** start of The data **
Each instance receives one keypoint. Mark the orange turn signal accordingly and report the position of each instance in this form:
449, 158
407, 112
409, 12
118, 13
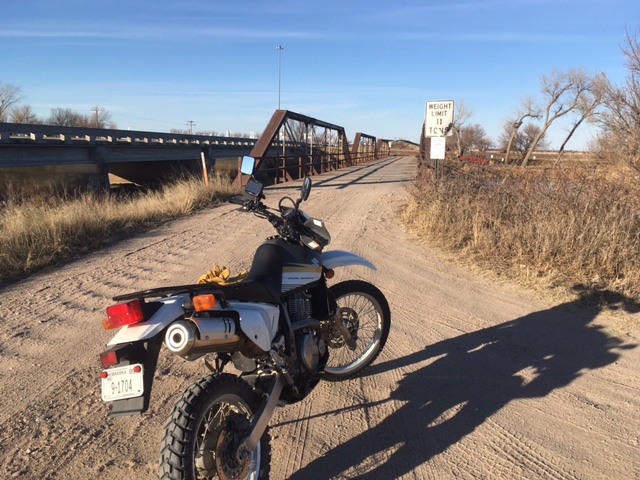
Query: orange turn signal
202, 303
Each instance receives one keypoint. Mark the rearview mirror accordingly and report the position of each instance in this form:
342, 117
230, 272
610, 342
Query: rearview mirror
248, 164
306, 189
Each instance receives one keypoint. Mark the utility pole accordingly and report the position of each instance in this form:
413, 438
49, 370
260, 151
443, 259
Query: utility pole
279, 48
96, 112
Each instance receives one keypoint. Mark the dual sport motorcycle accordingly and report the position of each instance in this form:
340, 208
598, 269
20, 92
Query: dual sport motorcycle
283, 328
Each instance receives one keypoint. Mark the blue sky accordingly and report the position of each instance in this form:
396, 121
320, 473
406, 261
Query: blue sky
368, 66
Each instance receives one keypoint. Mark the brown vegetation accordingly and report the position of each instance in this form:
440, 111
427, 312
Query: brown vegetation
561, 226
40, 231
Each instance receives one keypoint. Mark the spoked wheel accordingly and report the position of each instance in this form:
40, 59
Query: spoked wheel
205, 428
365, 313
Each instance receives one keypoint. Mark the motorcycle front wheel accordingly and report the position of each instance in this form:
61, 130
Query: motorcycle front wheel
365, 312
204, 427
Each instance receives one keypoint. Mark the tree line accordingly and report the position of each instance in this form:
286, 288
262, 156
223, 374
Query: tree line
575, 94
12, 111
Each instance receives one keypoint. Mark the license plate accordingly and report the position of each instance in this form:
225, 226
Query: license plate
122, 382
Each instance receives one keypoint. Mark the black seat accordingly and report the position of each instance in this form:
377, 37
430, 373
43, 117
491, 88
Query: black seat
264, 283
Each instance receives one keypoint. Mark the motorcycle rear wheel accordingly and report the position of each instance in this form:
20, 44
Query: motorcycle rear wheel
365, 312
203, 427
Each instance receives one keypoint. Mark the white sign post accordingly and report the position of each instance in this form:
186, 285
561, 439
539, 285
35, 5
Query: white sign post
437, 148
438, 124
439, 119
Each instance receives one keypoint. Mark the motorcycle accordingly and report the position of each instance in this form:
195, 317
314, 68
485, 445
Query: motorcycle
282, 328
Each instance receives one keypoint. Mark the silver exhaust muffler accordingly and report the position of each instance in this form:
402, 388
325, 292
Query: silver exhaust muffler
194, 337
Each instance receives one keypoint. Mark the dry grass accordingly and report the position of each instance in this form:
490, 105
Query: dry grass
42, 231
579, 224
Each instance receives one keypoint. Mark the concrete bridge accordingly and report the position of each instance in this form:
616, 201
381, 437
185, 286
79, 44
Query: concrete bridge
293, 145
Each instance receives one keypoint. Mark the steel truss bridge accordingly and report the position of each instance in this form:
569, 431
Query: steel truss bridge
292, 146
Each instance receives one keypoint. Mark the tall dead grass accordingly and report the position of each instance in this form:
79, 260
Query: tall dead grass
38, 233
559, 226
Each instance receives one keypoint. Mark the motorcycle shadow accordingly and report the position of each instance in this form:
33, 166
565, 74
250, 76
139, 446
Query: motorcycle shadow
469, 379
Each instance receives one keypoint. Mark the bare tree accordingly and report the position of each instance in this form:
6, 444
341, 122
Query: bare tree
562, 92
9, 96
23, 114
100, 118
587, 106
527, 109
523, 138
461, 117
620, 121
65, 117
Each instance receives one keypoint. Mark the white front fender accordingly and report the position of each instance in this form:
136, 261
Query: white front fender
339, 258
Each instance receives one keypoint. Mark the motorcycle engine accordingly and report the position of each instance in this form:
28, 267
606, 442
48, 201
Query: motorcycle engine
311, 347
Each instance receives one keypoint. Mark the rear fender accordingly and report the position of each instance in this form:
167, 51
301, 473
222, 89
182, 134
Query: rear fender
167, 313
338, 258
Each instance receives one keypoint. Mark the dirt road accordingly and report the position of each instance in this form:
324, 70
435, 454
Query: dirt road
478, 379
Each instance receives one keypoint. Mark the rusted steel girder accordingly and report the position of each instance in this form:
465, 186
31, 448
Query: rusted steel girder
364, 148
295, 145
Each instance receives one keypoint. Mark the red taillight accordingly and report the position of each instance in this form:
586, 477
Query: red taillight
202, 303
123, 314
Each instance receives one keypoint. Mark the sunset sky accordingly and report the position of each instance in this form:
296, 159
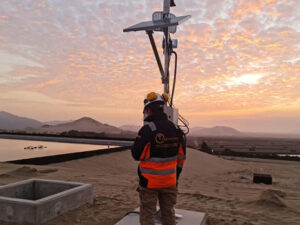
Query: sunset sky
239, 61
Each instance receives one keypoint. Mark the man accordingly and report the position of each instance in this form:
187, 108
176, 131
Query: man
160, 148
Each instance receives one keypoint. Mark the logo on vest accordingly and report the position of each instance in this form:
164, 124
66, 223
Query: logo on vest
160, 138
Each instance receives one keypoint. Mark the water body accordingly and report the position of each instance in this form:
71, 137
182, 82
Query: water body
11, 149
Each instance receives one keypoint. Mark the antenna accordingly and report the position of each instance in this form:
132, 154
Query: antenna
166, 22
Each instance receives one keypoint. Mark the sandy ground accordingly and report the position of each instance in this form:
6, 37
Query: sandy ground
220, 187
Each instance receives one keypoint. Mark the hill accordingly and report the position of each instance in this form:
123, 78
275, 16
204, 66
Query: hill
132, 128
84, 124
10, 121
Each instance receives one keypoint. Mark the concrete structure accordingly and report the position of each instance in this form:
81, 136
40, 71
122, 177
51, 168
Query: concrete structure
184, 217
36, 201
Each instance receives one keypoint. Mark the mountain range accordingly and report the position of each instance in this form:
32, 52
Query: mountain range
10, 122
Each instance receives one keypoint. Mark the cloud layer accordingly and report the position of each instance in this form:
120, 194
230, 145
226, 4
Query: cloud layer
237, 59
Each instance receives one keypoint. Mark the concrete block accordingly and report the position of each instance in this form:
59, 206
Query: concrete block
36, 201
184, 217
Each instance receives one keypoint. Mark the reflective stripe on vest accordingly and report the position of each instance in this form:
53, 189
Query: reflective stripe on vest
161, 160
158, 172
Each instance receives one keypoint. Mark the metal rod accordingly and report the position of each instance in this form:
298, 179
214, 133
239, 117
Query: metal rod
167, 62
150, 32
165, 79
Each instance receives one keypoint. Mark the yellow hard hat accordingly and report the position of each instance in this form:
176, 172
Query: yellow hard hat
155, 97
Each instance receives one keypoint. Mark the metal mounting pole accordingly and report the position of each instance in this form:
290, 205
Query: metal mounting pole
161, 70
165, 78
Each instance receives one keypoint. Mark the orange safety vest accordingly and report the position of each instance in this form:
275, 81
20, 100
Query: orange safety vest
161, 171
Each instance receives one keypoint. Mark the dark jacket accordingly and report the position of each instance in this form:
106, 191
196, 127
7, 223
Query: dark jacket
160, 147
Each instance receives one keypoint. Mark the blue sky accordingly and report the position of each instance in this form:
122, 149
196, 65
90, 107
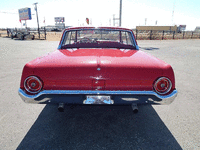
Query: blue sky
100, 13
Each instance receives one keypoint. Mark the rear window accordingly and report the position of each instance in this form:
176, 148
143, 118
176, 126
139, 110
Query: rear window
98, 38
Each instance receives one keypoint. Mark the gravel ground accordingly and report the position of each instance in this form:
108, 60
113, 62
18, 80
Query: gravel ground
29, 126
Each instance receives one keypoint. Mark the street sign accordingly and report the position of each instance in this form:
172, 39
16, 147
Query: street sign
24, 14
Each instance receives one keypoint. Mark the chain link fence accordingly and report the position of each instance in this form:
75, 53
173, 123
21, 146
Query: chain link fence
165, 35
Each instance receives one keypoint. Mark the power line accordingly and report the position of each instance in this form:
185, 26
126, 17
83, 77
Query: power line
11, 13
7, 12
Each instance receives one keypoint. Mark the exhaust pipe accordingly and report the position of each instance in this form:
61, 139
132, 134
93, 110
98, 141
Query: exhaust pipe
135, 108
61, 107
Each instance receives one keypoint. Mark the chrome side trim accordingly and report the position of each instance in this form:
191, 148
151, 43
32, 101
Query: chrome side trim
164, 99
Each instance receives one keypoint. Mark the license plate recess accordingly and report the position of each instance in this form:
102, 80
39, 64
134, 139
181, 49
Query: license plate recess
96, 99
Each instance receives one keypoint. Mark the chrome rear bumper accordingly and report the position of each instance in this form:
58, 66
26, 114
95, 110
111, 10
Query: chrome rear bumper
77, 97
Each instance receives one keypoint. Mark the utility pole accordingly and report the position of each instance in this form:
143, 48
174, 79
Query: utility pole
120, 14
114, 20
37, 18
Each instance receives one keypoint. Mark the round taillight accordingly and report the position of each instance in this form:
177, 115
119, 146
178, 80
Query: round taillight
32, 84
163, 85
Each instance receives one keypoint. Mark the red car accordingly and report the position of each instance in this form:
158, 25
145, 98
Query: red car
98, 66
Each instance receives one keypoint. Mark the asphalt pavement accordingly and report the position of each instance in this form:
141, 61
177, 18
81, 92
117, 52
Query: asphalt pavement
36, 126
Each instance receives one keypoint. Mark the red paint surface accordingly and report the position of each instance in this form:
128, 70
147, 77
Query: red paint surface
77, 70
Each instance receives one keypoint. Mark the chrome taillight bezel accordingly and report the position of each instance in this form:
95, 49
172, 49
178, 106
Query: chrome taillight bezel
31, 90
168, 87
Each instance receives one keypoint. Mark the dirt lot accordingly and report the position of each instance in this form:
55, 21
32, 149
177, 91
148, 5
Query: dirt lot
28, 126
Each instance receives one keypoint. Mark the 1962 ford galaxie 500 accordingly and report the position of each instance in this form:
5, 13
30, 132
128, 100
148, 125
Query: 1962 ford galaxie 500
98, 66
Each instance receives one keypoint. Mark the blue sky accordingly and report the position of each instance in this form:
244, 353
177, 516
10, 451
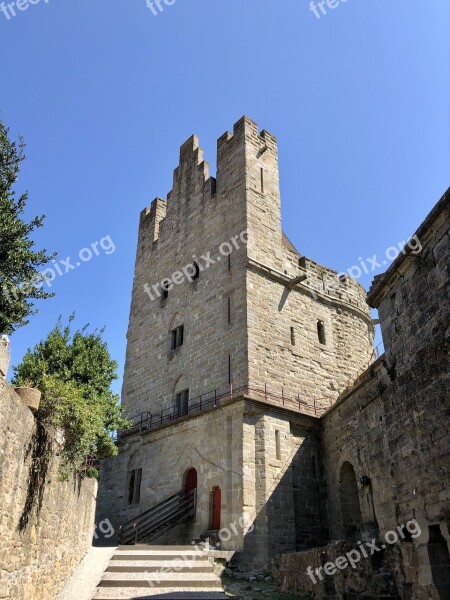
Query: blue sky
104, 93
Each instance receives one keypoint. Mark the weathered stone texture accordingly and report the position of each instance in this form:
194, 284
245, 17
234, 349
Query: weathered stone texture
197, 218
36, 561
394, 426
369, 578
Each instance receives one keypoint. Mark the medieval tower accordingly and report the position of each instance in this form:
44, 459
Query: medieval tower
236, 345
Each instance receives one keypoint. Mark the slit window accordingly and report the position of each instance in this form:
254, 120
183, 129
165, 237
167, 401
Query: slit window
182, 402
134, 486
277, 444
177, 337
196, 274
321, 333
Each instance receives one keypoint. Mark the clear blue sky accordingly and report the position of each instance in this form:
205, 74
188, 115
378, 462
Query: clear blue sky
104, 93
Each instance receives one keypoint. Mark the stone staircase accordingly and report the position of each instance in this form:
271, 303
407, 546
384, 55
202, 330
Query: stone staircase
169, 572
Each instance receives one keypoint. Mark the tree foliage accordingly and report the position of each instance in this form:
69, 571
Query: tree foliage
74, 372
20, 280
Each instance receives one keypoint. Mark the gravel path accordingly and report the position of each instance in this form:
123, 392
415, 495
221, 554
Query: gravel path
83, 583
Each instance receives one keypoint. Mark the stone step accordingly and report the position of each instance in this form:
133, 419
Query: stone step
160, 557
123, 566
169, 572
154, 548
159, 593
160, 579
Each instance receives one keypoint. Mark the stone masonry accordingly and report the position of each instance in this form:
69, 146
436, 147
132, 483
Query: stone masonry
37, 553
386, 442
281, 335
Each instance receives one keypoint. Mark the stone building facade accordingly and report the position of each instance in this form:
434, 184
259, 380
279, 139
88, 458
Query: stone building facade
386, 441
225, 308
253, 366
46, 525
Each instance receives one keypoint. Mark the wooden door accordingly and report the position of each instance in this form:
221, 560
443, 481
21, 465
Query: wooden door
217, 507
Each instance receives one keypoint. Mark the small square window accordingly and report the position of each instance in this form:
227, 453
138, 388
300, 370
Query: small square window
177, 337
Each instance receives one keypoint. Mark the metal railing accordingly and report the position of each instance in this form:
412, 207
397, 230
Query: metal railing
148, 421
159, 518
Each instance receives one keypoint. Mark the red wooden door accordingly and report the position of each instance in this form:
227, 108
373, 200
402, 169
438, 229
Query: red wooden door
217, 506
191, 481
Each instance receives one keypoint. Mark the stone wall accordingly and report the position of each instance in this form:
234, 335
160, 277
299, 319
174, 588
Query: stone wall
38, 552
238, 314
393, 427
365, 579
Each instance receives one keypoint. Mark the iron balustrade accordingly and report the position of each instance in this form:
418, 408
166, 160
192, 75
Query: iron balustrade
147, 421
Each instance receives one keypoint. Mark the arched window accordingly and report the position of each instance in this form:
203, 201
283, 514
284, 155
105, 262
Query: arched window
350, 508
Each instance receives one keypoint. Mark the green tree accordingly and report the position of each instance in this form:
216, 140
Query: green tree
74, 372
20, 280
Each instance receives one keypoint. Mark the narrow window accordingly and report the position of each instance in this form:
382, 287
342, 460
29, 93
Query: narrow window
277, 444
321, 332
182, 402
134, 486
165, 291
177, 337
197, 272
131, 487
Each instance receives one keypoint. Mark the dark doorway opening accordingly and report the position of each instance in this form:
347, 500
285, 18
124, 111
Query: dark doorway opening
439, 561
191, 481
217, 508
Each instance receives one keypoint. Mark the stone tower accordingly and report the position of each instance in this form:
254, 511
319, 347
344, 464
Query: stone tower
236, 345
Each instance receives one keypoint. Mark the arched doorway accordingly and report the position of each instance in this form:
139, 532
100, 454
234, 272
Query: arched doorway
216, 499
191, 481
350, 508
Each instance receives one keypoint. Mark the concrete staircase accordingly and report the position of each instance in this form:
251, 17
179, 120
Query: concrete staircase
** end of The data **
• **Goal of the exercise**
Extract, exactly as they appear, the lines from the one containing "Each instance receives one keypoint. Mark the red wooden" through the final line.

• **Answer below**
Each instance receives one keypoint. Mark the red wooden door accordingly and report the position of each instance in this form:
227, 108
373, 200
402, 169
438, 229
Query: red wooden door
217, 506
191, 481
Each instance receives one keypoint. Mark the stone wall accordingly and report the position of each instance in this form:
234, 335
160, 277
299, 319
174, 588
Query: stone wall
38, 552
238, 314
393, 427
365, 579
Each instance receives one keypoint. Mark the iron balustrade accordingly and report the position of each instance in this form:
418, 408
166, 160
192, 75
Query: iron balustrade
147, 421
Each instance receives one keypoint. Mark the arched window accordingly and report the position of each instance in this form:
203, 201
283, 514
284, 155
105, 262
Query: arched window
350, 508
Each instance receives one keypoint. Mark the green tree accordingly and report the position of each instance in this form:
216, 140
Query: green tree
74, 372
20, 280
Each instance receives one keypoint. Mark the narrow window accordingly and report the position of each instance in this form:
382, 287
342, 460
29, 93
Query: narrow window
277, 444
321, 332
182, 402
134, 486
165, 291
177, 337
197, 272
131, 487
Each instance receives one keypoint. Mark the dark doorway opening accordingly and report the position of each instance in this form:
347, 500
285, 18
124, 111
Query: dark doorway opening
439, 561
191, 481
217, 508
Each instance receives one keypoint. Mark the stone tower accordingly and report the position of each instance in this form:
254, 511
319, 347
344, 464
Query: stone tower
236, 345
Each instance receives one keypoint. Mark the arched doorway accordingly and report the position of each instance in this form:
139, 532
100, 454
234, 272
Query: arched doorway
216, 499
191, 481
350, 508
Each instance receives one keypoint. Mark the concrete staircase accordingly and report the position of each instance in this form:
251, 17
179, 120
Query: concrete staircase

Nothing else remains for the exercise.